:: Input records

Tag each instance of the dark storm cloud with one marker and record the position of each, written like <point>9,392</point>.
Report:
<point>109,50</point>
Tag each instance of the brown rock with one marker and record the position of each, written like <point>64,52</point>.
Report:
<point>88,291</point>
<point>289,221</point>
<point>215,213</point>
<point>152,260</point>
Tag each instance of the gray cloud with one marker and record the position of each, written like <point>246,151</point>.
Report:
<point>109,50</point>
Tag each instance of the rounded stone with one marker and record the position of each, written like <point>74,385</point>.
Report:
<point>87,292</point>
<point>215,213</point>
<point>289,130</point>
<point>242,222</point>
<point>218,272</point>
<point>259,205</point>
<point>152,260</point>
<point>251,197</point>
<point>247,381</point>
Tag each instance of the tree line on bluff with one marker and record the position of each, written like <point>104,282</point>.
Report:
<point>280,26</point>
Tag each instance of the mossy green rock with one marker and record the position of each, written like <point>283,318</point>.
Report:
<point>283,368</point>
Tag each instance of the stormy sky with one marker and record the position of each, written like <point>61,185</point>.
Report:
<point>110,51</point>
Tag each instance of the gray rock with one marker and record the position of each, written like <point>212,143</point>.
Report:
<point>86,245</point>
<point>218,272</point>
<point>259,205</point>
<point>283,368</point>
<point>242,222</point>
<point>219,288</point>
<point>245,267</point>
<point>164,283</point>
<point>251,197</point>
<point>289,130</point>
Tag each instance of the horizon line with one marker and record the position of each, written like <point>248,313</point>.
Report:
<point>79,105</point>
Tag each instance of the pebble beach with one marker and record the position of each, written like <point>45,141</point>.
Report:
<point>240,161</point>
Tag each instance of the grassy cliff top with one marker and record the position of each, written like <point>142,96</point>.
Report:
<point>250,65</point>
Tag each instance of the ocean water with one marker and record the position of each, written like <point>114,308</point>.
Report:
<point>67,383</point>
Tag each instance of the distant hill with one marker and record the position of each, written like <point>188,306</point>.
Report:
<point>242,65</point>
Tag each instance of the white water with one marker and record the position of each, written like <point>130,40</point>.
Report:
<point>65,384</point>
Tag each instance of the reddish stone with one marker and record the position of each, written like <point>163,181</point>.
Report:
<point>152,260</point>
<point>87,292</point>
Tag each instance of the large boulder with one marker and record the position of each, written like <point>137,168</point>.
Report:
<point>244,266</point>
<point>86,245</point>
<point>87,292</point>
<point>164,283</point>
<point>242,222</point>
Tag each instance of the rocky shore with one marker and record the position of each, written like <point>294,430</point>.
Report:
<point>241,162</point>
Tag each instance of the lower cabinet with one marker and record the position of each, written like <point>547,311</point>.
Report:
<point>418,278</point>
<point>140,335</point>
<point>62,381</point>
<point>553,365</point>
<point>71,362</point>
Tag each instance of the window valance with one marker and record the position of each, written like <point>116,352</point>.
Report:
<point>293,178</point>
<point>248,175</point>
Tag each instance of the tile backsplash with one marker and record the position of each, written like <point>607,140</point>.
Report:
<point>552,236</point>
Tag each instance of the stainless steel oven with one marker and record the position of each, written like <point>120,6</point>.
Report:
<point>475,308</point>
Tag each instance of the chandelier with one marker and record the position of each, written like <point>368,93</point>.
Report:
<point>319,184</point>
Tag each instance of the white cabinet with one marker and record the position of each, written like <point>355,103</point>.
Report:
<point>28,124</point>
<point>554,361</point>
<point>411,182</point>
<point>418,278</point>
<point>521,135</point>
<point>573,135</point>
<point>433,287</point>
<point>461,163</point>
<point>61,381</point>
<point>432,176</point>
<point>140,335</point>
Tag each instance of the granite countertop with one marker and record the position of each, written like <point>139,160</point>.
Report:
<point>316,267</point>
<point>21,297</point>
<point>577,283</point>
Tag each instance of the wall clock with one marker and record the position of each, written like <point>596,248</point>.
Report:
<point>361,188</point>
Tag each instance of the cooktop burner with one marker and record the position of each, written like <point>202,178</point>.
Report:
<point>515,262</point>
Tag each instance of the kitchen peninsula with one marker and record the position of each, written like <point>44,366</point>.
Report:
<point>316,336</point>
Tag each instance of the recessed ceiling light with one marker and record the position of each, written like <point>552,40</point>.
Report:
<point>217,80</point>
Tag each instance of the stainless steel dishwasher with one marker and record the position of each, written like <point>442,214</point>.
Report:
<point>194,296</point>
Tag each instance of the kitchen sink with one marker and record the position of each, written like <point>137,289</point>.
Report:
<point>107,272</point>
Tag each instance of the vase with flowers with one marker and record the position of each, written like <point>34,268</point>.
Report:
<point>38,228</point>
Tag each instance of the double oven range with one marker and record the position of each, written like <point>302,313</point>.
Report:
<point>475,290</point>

::::

Goal:
Reproduce all of the data above, substituting "with a single marker" for every occurrence of "with one marker" and leaving everything else unchanged.

Expected answer:
Tag each instance of the dark storm cloud with a single marker and record the position of each, written like <point>9,392</point>.
Report:
<point>109,50</point>
Tag each instance of the brown rock with a single marker and record the position of each, written like <point>64,52</point>.
Report:
<point>88,291</point>
<point>289,221</point>
<point>215,213</point>
<point>152,260</point>
Tag each instance of the gray cloud with a single marker and record the position of each, written like <point>246,151</point>.
Report:
<point>109,50</point>
Tag each instance of the rounded stone with a single marker and record the position of each, written like <point>74,385</point>.
Report:
<point>87,292</point>
<point>215,213</point>
<point>289,130</point>
<point>242,222</point>
<point>218,272</point>
<point>259,205</point>
<point>152,260</point>
<point>251,197</point>
<point>247,381</point>
Tag each instance of the tree line on bluff with a single marker and record the position of each, written like <point>104,282</point>.
Report:
<point>280,26</point>
Tag each instance of the mossy green rock with a single marker and record the position of each, written like <point>283,318</point>.
Report:
<point>283,368</point>
Tag each instance of the stormy sky with a single marker and record the position of each, written like <point>61,185</point>.
Report:
<point>110,51</point>
Tag each instance of the gray rock with a single marker and record the position of each, written like <point>212,143</point>.
Report:
<point>86,245</point>
<point>218,272</point>
<point>259,205</point>
<point>283,368</point>
<point>242,222</point>
<point>219,288</point>
<point>245,267</point>
<point>164,283</point>
<point>251,197</point>
<point>289,130</point>
Tag each instance of the horizon line with a single marker and record the position of each, written like <point>248,313</point>.
Report:
<point>79,105</point>
Tag each instance of the pebble beach with a single marker and record the position of each, written like <point>45,141</point>.
Report:
<point>240,161</point>
Tag each instance of the grassy cliff top with a single marker and record the position of each, written like <point>142,96</point>.
Report:
<point>250,65</point>
Tag each instance of the ocean water with a single marker and record the position of each, written like <point>114,308</point>.
Report:
<point>67,383</point>
Tag each instance of the distant hill with a single marker and record the position of each, written like <point>188,306</point>.
Report:
<point>242,65</point>
Tag each instance of the white water with a single marker and record the position of each, written like <point>130,40</point>.
Report:
<point>65,384</point>
Tag each instance of the reddish stone with a single marker and record the position of each, written like <point>163,181</point>.
Report:
<point>152,260</point>
<point>87,292</point>
Tag each instance of the large boulder with a single marker and record the position of each, written like <point>137,168</point>.
Report:
<point>244,266</point>
<point>86,245</point>
<point>87,292</point>
<point>164,283</point>
<point>242,222</point>
Tag each instance of the rocky shore with a single marker and record the position of each, written like <point>294,430</point>.
Report:
<point>241,162</point>
Tag each instance of the lower cabinet with a single marker and record the position of each, written like <point>547,311</point>.
Report:
<point>418,278</point>
<point>140,335</point>
<point>62,381</point>
<point>553,365</point>
<point>71,362</point>
Tag each instance of the window valance with a single marker and record the position of each, written like <point>116,352</point>.
Report:
<point>293,178</point>
<point>248,175</point>
Tag each instance of the tile backsplash with a single marker and record the position of each, written like <point>607,140</point>.
Report:
<point>552,236</point>
Tag each instance of the stainless steel oven with a single marker and record the position of each, written like <point>120,6</point>.
Report:
<point>475,308</point>
Tag each instance of the chandelier with a single marker and record the position of each, written like <point>368,93</point>.
Report:
<point>319,184</point>
Tag each instance of the white cabinet with a single marker and record the position of each, written like <point>355,103</point>.
Report:
<point>28,124</point>
<point>554,361</point>
<point>411,182</point>
<point>418,278</point>
<point>521,135</point>
<point>573,135</point>
<point>433,287</point>
<point>461,163</point>
<point>61,381</point>
<point>432,176</point>
<point>140,335</point>
Tag each instance of the granite countertop with a single marker and record the position of each, written like <point>139,160</point>.
Report:
<point>316,267</point>
<point>21,297</point>
<point>577,283</point>
Tag each instance of the wall clock with a single marker and record the position of each, written like <point>596,248</point>.
Report:
<point>361,188</point>
Tag each instance of the cooktop burner with a single marker and record the position of each, written like <point>202,178</point>.
Report:
<point>515,262</point>
Tag each instance of the kitchen peninsula with a single marker and record the position of each, written like <point>44,366</point>.
Report:
<point>316,336</point>
Tag each instance of the recessed ceiling light with a single marker and record the position of each, written like <point>552,40</point>.
Report:
<point>217,80</point>
Tag each instance of the stainless steel dishwasher with a single marker and record the position of each, written like <point>442,214</point>.
Report:
<point>194,296</point>
Tag each instance of the kitchen sink with a single marker and record the position of each, written like <point>137,289</point>.
Report:
<point>107,272</point>
Tag each instance of the vase with flowers with a single marker and record the position of each, written like <point>34,268</point>.
Report:
<point>38,228</point>
Tag each instance of the double oven range with a single marker and record the position of each, written like <point>302,313</point>.
Report:
<point>475,290</point>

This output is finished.